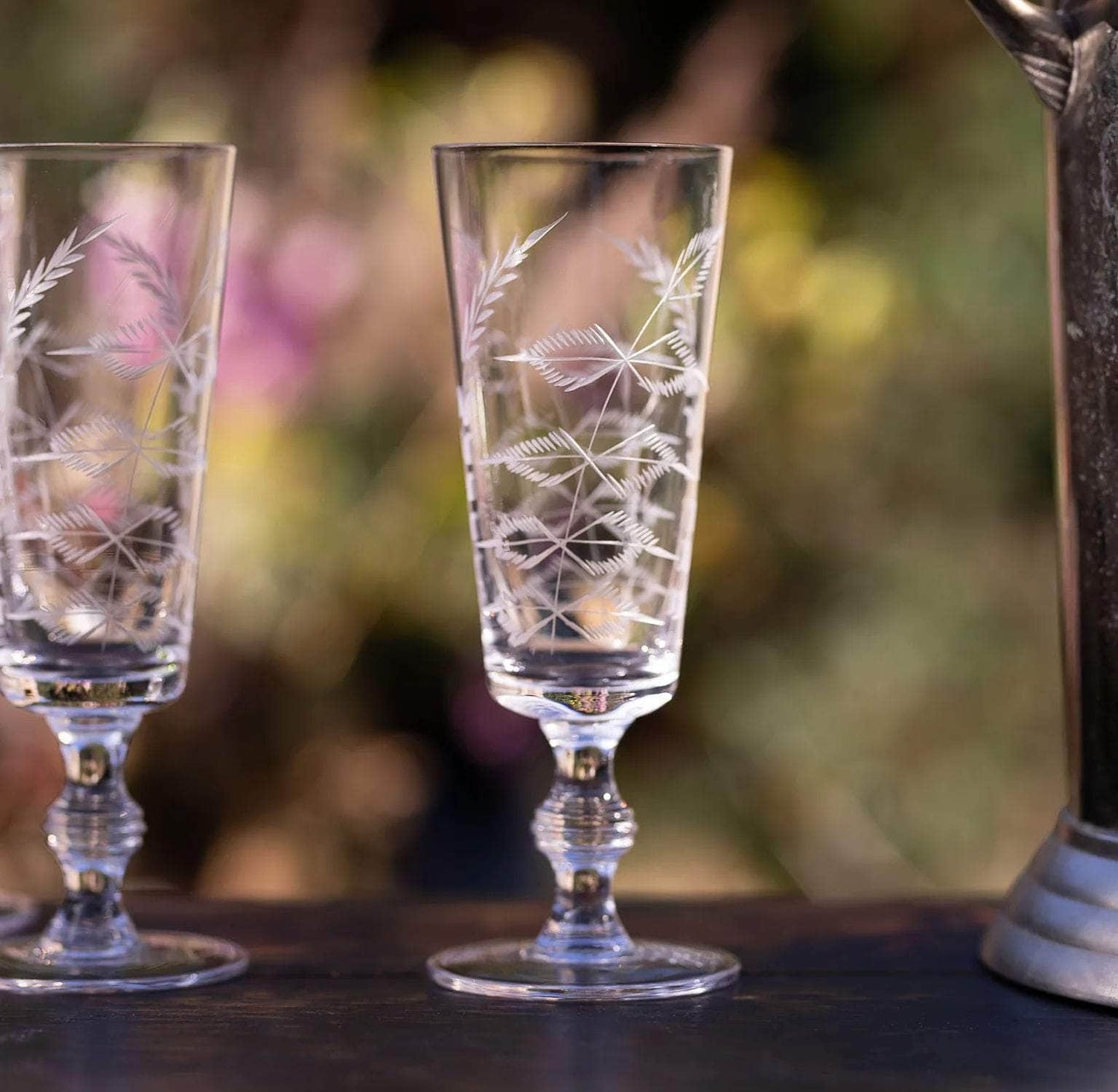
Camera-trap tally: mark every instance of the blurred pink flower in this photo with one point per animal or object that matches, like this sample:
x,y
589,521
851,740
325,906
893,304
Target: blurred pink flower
x,y
282,290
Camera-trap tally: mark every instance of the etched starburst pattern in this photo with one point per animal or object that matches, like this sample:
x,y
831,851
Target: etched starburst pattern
x,y
585,547
623,452
101,439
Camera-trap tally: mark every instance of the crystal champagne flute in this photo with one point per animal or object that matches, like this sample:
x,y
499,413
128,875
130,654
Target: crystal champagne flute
x,y
112,260
583,283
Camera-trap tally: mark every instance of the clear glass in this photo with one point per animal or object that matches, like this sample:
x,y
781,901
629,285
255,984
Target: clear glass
x,y
583,285
112,260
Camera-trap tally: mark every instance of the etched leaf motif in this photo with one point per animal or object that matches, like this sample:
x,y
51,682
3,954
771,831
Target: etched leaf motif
x,y
600,547
622,451
147,537
574,359
671,280
491,288
135,617
600,616
152,275
37,283
102,443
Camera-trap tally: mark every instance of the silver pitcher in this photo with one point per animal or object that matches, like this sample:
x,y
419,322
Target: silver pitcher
x,y
1058,929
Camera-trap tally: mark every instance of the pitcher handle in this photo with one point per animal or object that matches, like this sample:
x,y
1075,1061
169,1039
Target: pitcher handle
x,y
1038,40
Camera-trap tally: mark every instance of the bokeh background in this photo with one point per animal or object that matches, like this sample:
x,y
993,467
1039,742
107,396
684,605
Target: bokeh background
x,y
870,695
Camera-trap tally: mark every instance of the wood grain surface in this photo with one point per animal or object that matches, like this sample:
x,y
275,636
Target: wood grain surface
x,y
833,997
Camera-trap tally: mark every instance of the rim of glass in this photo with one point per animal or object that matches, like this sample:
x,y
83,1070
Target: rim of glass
x,y
603,148
108,148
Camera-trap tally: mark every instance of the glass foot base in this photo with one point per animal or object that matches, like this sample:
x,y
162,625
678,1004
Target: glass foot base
x,y
161,961
15,913
517,969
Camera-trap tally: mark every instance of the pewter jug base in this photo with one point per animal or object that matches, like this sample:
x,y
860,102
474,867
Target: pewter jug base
x,y
1058,929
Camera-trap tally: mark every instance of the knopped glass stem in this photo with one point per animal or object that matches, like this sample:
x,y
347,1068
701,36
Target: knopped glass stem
x,y
584,828
93,828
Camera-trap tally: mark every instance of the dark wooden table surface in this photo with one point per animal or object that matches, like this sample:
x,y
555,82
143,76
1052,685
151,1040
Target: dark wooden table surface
x,y
833,997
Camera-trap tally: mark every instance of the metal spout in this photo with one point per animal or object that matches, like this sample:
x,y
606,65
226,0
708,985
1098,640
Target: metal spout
x,y
1040,40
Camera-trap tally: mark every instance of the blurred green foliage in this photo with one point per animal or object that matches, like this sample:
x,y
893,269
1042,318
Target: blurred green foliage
x,y
870,698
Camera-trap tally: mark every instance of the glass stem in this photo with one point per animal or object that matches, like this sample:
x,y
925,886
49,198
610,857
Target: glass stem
x,y
93,828
584,828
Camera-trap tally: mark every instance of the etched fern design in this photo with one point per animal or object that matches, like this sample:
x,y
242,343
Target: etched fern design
x,y
491,288
574,555
38,282
108,567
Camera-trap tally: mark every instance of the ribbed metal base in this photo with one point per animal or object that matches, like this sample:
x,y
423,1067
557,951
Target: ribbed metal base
x,y
1058,930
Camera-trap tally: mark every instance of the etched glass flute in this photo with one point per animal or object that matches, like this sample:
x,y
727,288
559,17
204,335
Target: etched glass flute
x,y
112,258
583,284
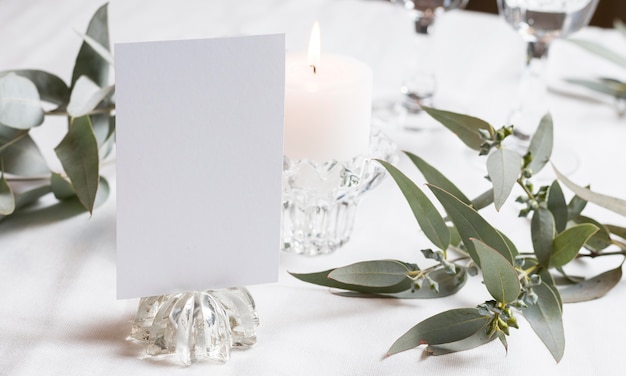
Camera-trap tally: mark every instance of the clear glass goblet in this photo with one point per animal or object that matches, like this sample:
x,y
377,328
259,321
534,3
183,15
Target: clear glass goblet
x,y
539,22
420,86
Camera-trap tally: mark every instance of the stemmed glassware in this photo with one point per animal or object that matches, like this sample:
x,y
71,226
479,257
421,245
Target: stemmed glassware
x,y
539,22
420,86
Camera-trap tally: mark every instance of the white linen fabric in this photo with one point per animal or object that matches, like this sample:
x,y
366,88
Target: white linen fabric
x,y
58,311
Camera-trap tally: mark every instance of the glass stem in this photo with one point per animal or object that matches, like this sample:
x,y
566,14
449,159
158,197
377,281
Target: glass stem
x,y
531,102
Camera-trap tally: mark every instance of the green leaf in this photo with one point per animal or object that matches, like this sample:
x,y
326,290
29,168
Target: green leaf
x,y
483,200
20,106
557,206
503,167
479,338
61,188
78,153
592,288
22,157
7,200
446,327
598,241
426,214
98,48
89,62
86,95
434,177
50,87
471,225
614,89
542,229
617,230
499,275
614,204
545,317
575,206
464,126
449,284
567,244
321,279
371,273
540,147
600,50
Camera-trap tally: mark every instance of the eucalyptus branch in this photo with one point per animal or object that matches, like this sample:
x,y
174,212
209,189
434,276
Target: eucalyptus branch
x,y
95,111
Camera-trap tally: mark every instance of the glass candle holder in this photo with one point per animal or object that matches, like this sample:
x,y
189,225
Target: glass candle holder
x,y
196,325
320,198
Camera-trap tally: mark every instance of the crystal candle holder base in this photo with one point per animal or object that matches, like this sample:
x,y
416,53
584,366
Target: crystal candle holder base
x,y
320,198
196,325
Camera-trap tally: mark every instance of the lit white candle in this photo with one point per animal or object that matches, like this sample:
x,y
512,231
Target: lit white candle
x,y
327,105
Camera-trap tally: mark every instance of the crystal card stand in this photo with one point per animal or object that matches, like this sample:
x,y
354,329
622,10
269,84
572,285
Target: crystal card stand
x,y
196,325
320,198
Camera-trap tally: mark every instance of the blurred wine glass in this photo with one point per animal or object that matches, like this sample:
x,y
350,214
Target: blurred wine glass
x,y
539,22
420,86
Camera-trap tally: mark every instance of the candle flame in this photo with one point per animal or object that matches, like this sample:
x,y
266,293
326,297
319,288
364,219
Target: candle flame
x,y
314,47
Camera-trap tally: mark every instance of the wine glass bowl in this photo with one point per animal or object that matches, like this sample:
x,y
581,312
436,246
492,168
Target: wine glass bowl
x,y
420,85
539,22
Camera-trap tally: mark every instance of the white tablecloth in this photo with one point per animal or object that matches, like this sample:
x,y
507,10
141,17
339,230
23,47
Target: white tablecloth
x,y
58,311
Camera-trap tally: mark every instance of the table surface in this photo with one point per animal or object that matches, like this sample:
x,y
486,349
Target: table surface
x,y
59,314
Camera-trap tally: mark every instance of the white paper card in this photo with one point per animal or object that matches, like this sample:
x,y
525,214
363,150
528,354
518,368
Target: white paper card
x,y
199,163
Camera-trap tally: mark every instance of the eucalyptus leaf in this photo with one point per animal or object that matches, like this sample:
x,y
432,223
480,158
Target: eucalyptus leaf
x,y
89,62
449,284
598,241
567,244
86,95
575,206
22,157
20,105
446,327
503,167
78,153
97,47
483,200
499,275
464,126
434,177
426,214
610,88
540,147
601,51
9,136
7,200
382,273
50,87
61,188
479,338
470,224
545,317
614,204
321,279
620,26
542,230
617,230
557,206
592,288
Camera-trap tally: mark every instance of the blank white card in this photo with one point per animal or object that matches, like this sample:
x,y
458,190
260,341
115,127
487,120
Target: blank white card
x,y
199,163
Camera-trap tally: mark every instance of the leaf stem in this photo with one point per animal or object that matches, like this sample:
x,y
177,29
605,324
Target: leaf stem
x,y
594,255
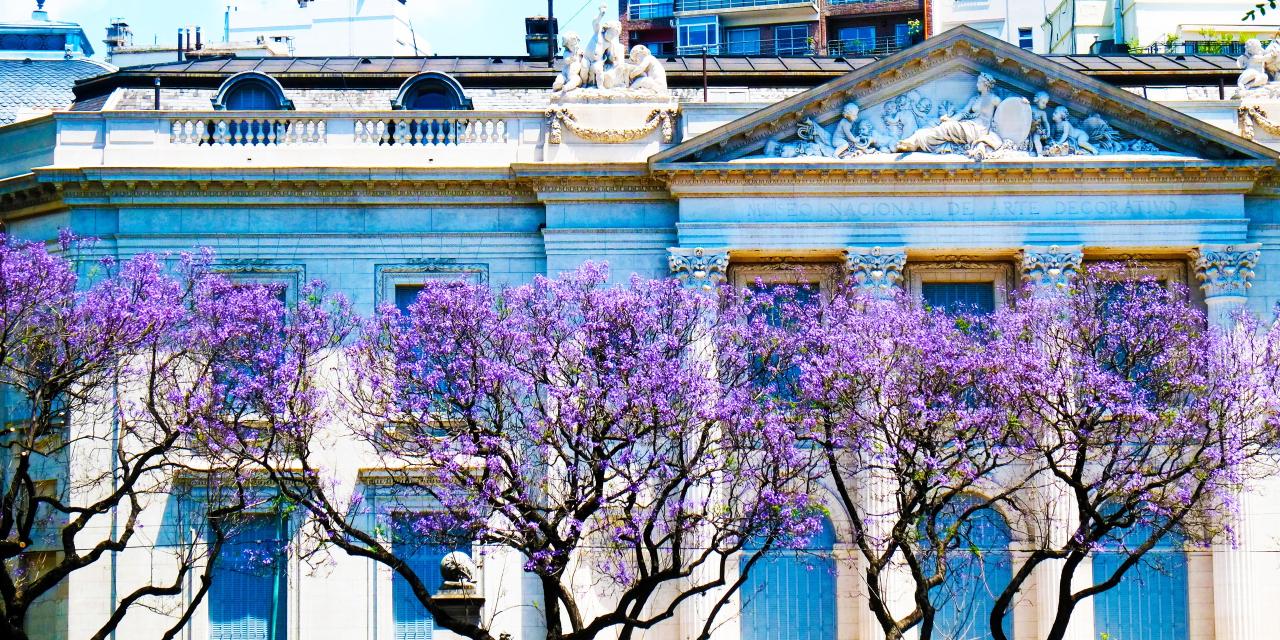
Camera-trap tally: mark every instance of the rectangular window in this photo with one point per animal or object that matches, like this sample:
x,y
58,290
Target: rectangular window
x,y
856,40
791,40
406,295
248,594
695,35
412,620
960,297
744,41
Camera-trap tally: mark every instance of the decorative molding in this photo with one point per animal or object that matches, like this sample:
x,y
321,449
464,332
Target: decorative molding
x,y
1226,269
1051,268
562,118
698,266
876,270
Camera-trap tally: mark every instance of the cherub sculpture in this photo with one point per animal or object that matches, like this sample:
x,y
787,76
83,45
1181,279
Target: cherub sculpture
x,y
842,138
1070,136
645,73
575,71
1255,64
1041,127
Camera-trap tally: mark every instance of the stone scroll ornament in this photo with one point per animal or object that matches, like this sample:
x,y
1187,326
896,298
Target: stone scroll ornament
x,y
988,126
1226,269
604,72
699,268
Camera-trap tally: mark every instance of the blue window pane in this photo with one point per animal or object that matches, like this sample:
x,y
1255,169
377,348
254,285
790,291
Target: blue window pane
x,y
960,297
979,567
406,295
745,41
251,96
791,594
412,620
1150,603
247,594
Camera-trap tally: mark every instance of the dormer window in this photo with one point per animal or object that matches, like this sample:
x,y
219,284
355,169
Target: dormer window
x,y
251,91
432,91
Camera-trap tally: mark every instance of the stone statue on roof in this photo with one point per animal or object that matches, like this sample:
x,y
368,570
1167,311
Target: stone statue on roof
x,y
603,72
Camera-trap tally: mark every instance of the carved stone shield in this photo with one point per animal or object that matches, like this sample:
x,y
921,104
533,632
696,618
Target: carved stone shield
x,y
1013,119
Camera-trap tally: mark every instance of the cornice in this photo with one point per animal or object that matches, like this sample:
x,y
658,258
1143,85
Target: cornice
x,y
1027,178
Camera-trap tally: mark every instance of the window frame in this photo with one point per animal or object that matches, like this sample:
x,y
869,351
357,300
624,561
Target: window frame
x,y
417,273
1000,274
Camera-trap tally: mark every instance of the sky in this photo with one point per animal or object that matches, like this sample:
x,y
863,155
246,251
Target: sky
x,y
453,27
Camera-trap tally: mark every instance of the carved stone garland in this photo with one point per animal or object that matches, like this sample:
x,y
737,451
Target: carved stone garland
x,y
876,270
1051,268
1226,269
699,268
561,118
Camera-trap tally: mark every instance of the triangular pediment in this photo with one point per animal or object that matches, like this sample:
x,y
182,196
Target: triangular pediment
x,y
964,96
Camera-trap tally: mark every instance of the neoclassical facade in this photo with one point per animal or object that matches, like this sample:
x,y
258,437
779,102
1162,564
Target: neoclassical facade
x,y
955,170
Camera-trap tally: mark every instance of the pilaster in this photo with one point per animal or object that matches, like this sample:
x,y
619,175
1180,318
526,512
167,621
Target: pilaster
x,y
1226,273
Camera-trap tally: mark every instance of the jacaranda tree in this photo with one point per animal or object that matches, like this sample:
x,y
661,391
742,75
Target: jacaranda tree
x,y
622,440
895,398
1146,424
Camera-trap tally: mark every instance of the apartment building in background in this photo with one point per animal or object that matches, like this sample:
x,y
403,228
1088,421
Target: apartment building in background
x,y
1105,27
772,27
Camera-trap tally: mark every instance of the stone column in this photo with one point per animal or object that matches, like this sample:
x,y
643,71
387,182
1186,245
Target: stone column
x,y
1225,273
876,270
699,268
1048,270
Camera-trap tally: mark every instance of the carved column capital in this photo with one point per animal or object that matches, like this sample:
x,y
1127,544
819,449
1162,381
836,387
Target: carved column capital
x,y
699,268
876,270
1226,269
1052,266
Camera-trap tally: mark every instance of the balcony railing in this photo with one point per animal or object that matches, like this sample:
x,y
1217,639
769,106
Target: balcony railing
x,y
705,5
650,10
868,46
297,138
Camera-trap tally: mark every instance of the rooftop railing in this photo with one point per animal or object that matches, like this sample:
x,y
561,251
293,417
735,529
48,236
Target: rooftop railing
x,y
298,138
704,5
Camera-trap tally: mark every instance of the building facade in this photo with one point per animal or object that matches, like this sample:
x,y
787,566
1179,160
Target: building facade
x,y
378,174
772,27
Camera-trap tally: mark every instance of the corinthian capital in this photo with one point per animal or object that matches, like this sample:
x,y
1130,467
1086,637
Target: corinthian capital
x,y
876,270
1226,269
698,266
1051,268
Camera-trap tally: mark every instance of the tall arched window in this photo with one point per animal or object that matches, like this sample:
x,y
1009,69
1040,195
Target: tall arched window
x,y
978,567
791,594
432,91
251,91
1150,603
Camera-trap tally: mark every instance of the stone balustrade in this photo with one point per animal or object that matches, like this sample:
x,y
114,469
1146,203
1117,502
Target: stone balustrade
x,y
282,138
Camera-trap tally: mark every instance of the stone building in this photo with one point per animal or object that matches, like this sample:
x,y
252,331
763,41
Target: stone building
x,y
378,174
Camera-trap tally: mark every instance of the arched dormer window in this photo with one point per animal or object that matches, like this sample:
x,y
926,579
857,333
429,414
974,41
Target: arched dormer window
x,y
251,91
432,91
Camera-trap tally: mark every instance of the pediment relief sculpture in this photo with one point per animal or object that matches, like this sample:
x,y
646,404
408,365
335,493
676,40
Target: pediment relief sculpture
x,y
604,72
990,124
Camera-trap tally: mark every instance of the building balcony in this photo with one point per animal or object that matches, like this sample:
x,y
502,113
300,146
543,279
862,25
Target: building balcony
x,y
686,7
650,10
274,138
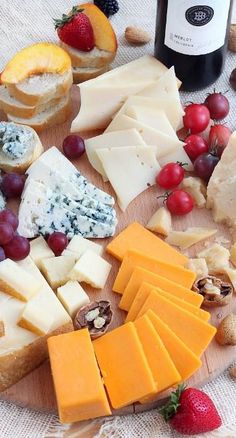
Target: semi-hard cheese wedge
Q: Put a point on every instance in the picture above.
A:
(124, 366)
(146, 289)
(134, 258)
(194, 332)
(78, 385)
(136, 237)
(184, 359)
(125, 165)
(141, 275)
(111, 139)
(163, 369)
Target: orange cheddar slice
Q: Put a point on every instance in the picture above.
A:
(147, 288)
(124, 366)
(186, 362)
(136, 237)
(162, 367)
(79, 389)
(194, 332)
(139, 275)
(134, 258)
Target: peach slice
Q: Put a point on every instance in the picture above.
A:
(105, 37)
(36, 59)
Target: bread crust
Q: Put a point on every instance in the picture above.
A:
(16, 365)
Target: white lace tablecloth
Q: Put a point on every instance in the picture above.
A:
(23, 22)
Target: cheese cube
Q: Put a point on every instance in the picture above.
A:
(92, 269)
(35, 319)
(160, 222)
(79, 245)
(56, 270)
(40, 250)
(16, 281)
(72, 296)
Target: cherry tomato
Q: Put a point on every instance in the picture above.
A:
(171, 175)
(195, 146)
(179, 202)
(218, 105)
(196, 118)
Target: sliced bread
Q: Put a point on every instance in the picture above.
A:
(96, 58)
(40, 89)
(51, 116)
(9, 162)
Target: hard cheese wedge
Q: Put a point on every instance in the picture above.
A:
(124, 366)
(79, 389)
(163, 369)
(125, 165)
(136, 237)
(184, 359)
(135, 258)
(141, 275)
(146, 289)
(194, 332)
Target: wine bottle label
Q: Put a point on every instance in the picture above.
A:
(196, 29)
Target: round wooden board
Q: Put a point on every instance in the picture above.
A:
(36, 390)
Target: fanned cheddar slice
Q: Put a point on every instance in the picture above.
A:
(134, 258)
(184, 359)
(140, 274)
(138, 238)
(194, 332)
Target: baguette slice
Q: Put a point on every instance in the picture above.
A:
(84, 74)
(40, 89)
(96, 58)
(20, 165)
(51, 116)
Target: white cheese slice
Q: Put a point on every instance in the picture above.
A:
(189, 237)
(130, 170)
(111, 139)
(73, 297)
(164, 144)
(91, 269)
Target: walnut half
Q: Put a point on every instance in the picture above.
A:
(215, 291)
(95, 316)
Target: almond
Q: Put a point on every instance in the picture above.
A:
(136, 35)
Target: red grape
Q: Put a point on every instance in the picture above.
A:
(195, 146)
(218, 105)
(171, 175)
(9, 217)
(12, 185)
(17, 249)
(204, 165)
(57, 241)
(196, 118)
(6, 233)
(179, 202)
(73, 146)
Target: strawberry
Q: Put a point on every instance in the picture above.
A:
(190, 411)
(76, 30)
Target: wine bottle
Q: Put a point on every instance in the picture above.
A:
(193, 36)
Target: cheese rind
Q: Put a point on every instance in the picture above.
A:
(79, 390)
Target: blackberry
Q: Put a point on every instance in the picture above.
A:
(108, 7)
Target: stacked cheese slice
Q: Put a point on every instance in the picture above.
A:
(57, 197)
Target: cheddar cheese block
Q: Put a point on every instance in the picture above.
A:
(140, 274)
(136, 237)
(186, 362)
(124, 366)
(134, 258)
(194, 332)
(146, 289)
(78, 385)
(163, 369)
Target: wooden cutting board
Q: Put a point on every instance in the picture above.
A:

_EXERCISE GOAL_. Starting at the line that contains "Target: red grape", write out every line to the end of the entries, exactly as given.

_RESULT OF THIS EXERCISE_.
Target: red grape
Q: Put a point on every instance in the picture above.
A:
(195, 146)
(218, 105)
(171, 175)
(9, 217)
(12, 185)
(17, 249)
(204, 165)
(57, 241)
(196, 118)
(6, 233)
(179, 202)
(73, 146)
Target: strawberry
Q: Put a point on every instance in the picture above.
A:
(190, 411)
(76, 30)
Target: wine bottle
Q: Put a point on every instance in the picture above.
A:
(193, 36)
Target: cheese rind
Q: Put a point on every instance in the picture above.
A:
(79, 390)
Target: blackberry
Q: Put a point on every instance in the picture above.
A:
(108, 7)
Target: stacked cheese slice
Q: Put a point on every instance in the picture above.
A:
(57, 197)
Target: cheddar cheese block
Q: Put a point on every instance in the picture above.
A:
(140, 274)
(136, 237)
(186, 362)
(124, 366)
(134, 258)
(194, 332)
(146, 289)
(78, 385)
(163, 369)
Target: wooden cutting board
Q: Put a point on every instance in the picture above.
A:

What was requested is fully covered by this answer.